§ FRAGEN ZUM MATERIAL
(A) Beantworten Sie die folgenden Fragen zum Bericht über die Krebserkrankung des Freundes, und markieren Sie die Antworten ebenso:
(i) Wie alt war der Freund, als er starb?
(ii) Wie lange war bekannt, dass er an seiner Krebserkrankung sterben würde?
(iii) Wie lange nach dem Umzug zu ihm verschlechterte sich sein Zustand so sehr, dass er sehr viel schlafen musste?
(B) Schreiben Sie den Bericht über die Krebserkrankung des Freundes im selben Ton weiter, beginnend nach seinem letzten Satz.

Mein Freund ist Ende März im Alter von 25 Jahren gestorben. Wir haben eine gemeinsame Geschichte von 8 Jahren und hatten in uns etwas besonderes gefunden. So nah wie ihm habe ich mich bisher niemandem gefühlt und ich weiß, dass er genauso empfand. Er war mein bester Freund. Und meine große Liebe.

Aufgrund von schwierigen Familienverhältnissen kämpften wir den Kampf gegen den Darmkrebs ausschließlich gemeinsam. Familiäre Unterstützung seiner Familie? Fehlanzeige. Obwohl 1 Jahr lang bekannt war, dass mein Freund an seiner Krebserkrankung sterben würde. Meine Familie stand ihm leider nicht nahe genug und befand sich selbst in einer tiefen Krise.

Eigentlich befand ich mich den Großteil der Woche in einer anderen Stadt, wo ich studierte und arbeitete. Aber aus einem Gefühl heraus kündigte ich von einem auf den anderen Tag meinen Job und unterbrach das Studium, um zu meinem Freund zu ziehen. Er freute sich sehr. Das war ein paar Monate vor seinem Tod. Wir wollten noch so viel schöne Zeit wie möglich zusammen verbringen, Dinge unternehmen, gemeinsam erleben. Leider verschlechterte sich sein Zustand schon eine Woche, nachdem ich zu ihm kam so sehr, dass er sehr viel schlafen musste. Trotzdem raffte er sich immer wieder auf, wollte leben. Er war so stark, ich habe das so sehr bewundert. Und er hat nie gejammert. Er hat sogar einmal gesagt, dass die Zeit gerade mit mir eine der schönsten Zeiten in seinem Leben ist - trotz Krebs.

§ VORLIEGENDES MATERIAL
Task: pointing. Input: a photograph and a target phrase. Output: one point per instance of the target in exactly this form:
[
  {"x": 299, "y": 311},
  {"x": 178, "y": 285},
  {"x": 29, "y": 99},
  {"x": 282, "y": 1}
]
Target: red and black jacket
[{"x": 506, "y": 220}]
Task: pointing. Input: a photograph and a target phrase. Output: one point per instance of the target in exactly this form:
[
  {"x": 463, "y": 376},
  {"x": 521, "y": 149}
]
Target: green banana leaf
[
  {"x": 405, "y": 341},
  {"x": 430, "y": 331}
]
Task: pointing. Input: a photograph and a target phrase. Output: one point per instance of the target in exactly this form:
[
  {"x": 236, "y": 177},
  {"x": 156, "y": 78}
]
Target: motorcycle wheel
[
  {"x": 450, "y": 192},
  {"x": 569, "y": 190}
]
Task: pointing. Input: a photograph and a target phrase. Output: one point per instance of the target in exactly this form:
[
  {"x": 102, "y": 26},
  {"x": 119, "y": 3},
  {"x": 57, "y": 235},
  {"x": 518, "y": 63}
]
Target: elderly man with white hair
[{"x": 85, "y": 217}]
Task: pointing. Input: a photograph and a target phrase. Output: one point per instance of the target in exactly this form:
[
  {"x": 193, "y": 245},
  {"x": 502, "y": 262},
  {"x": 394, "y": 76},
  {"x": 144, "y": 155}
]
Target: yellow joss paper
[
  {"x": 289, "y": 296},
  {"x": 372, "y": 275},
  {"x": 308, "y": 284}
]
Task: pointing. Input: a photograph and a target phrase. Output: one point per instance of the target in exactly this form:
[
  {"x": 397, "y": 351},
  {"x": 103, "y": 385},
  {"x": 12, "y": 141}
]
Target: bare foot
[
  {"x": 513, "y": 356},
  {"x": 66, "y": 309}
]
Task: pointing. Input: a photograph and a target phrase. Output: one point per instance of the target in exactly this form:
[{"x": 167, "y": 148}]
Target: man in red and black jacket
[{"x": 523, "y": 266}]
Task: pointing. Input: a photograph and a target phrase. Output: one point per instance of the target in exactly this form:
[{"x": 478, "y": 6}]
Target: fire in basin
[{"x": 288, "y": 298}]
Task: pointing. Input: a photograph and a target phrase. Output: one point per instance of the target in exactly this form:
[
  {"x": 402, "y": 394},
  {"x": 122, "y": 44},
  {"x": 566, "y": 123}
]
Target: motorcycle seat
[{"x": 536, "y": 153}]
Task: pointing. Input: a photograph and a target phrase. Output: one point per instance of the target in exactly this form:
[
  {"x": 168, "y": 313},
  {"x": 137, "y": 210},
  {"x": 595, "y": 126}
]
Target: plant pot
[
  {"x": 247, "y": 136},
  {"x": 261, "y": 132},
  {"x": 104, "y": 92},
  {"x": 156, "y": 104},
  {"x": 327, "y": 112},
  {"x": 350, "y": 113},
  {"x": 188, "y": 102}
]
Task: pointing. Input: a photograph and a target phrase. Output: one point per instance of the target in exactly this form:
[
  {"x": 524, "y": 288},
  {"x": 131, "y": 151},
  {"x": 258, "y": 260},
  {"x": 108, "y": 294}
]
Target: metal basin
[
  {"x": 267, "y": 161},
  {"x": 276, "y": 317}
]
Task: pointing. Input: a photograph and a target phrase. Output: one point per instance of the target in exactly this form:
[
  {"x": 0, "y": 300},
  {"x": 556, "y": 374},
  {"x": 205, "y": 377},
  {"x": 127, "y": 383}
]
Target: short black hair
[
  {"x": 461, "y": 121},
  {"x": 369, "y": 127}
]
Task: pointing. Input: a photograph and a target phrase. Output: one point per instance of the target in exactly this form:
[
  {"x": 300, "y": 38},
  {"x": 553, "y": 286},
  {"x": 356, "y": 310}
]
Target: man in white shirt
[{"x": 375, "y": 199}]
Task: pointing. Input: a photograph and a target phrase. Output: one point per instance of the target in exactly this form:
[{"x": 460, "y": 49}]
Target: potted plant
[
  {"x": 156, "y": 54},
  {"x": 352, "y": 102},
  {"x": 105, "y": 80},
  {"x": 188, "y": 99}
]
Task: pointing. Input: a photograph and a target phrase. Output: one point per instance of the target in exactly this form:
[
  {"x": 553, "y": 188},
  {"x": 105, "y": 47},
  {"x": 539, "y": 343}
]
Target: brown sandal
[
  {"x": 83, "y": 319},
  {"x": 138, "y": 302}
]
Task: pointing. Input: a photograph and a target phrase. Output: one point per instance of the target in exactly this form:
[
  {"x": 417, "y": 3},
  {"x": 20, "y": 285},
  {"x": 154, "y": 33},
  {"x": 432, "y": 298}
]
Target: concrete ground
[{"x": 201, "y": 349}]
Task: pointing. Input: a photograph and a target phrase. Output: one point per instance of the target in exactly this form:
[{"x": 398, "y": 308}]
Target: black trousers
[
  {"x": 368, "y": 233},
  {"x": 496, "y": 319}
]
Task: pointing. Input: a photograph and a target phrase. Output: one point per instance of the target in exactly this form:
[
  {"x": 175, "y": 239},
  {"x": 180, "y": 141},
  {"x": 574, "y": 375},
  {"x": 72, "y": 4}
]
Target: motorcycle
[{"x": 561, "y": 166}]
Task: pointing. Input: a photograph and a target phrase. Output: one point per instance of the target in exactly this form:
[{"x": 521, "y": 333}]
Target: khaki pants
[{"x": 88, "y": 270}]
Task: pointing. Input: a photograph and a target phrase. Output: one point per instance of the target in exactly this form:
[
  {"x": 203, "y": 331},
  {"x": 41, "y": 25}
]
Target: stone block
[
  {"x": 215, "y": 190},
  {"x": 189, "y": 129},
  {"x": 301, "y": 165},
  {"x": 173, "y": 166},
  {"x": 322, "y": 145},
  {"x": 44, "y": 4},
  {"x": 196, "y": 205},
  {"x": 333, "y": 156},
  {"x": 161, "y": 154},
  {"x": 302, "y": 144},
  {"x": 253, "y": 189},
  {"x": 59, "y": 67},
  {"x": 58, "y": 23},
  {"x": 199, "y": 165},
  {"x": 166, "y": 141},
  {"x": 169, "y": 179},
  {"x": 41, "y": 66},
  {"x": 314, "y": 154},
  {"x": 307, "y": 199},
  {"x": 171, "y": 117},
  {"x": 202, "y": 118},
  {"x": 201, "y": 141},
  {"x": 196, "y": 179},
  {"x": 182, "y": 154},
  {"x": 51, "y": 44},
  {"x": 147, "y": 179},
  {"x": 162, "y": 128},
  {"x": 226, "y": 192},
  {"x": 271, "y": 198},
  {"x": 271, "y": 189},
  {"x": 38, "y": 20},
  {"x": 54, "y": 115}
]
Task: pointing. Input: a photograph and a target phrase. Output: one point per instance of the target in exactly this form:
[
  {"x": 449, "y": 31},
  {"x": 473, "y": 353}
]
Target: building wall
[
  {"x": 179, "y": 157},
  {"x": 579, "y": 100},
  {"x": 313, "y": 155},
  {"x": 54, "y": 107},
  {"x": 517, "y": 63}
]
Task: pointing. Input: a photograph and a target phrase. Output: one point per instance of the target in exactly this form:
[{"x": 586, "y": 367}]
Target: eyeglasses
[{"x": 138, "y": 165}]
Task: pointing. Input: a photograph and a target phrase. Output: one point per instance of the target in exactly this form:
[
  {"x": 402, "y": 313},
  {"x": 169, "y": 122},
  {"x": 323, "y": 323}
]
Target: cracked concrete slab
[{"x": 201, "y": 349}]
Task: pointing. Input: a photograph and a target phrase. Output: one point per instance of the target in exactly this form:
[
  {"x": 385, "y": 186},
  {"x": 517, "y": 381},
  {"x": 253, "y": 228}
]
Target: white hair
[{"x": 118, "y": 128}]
...
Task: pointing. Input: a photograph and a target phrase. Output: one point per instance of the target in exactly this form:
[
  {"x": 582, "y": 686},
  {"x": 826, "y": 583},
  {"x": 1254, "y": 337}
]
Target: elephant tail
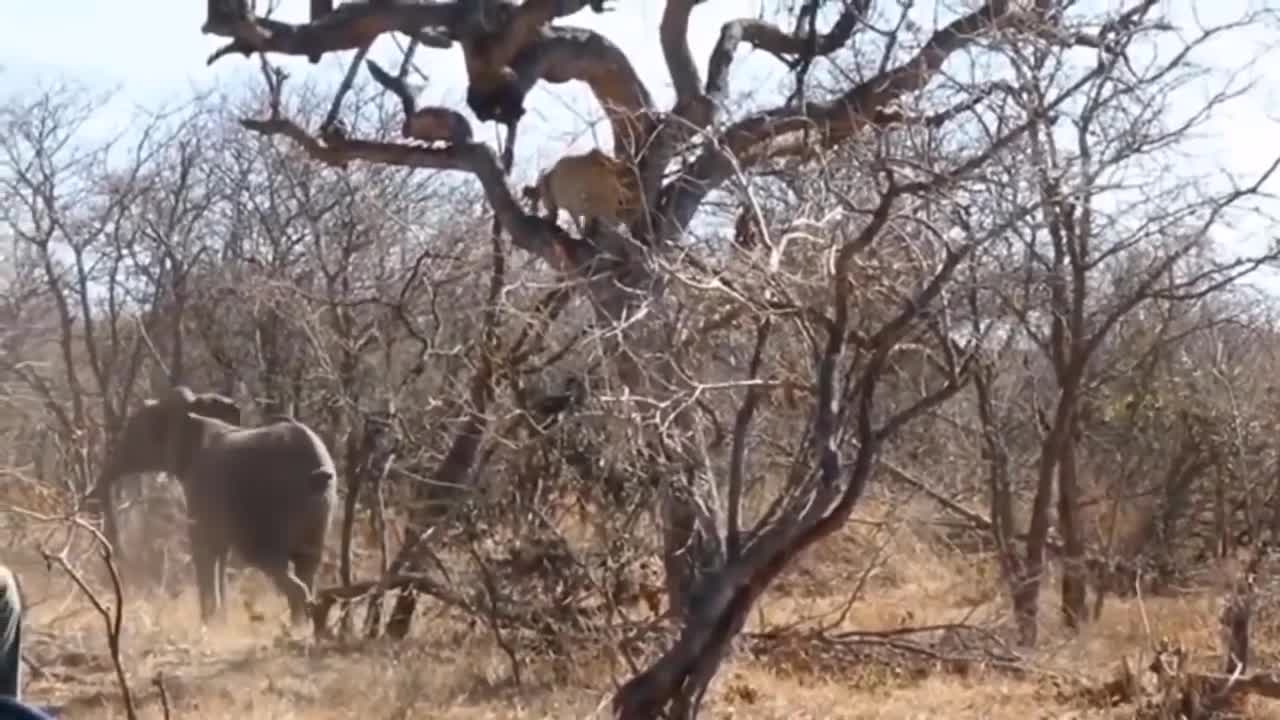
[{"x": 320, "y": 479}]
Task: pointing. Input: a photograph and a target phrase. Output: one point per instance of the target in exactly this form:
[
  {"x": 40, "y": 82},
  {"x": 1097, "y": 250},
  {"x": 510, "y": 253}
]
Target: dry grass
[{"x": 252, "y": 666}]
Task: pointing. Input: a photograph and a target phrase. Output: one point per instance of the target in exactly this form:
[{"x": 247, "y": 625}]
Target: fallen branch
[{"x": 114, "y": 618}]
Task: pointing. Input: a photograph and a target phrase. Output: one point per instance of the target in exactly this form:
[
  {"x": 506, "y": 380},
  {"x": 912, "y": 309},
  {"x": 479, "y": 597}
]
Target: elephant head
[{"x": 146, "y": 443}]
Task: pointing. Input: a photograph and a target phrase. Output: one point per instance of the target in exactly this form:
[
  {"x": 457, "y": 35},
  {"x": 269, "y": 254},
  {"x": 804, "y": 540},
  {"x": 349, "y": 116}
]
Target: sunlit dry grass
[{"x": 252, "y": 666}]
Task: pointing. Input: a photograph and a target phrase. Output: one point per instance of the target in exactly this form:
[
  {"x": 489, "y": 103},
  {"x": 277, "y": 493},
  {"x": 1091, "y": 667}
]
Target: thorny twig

§ IHRE ANTWORTEN
(A)
(i) 25 Jahre
(ii) 1 Jahr
(iii) Eine Woche

(B)
Wir weinten zusammen. Wir gaben uns gegenseitig Trost. Mal war ich stark für ihn, mal war er stark für mich. Manchmal - wenn die Nerven von uns beiden Blank lagen - gab es bei uns Streit. Er konnte es manchmal nicht verkraften, wenn er merkte, dass ich traurig war. Und ich konnte es manchmal nicht verstecken. Dann flogen die fetzen, wir machten uns Luft, dann haben wir uns vertragen. Wir zwei hatten den Großteil der Zeit weder physische noch seelische Unterstützung, obwohl wir sie gebraucht hätten. Wir waren rückblickend einfach überfordert, was dann zu Reiberein zwischen uns führte, die unnötig Kraft zerrten.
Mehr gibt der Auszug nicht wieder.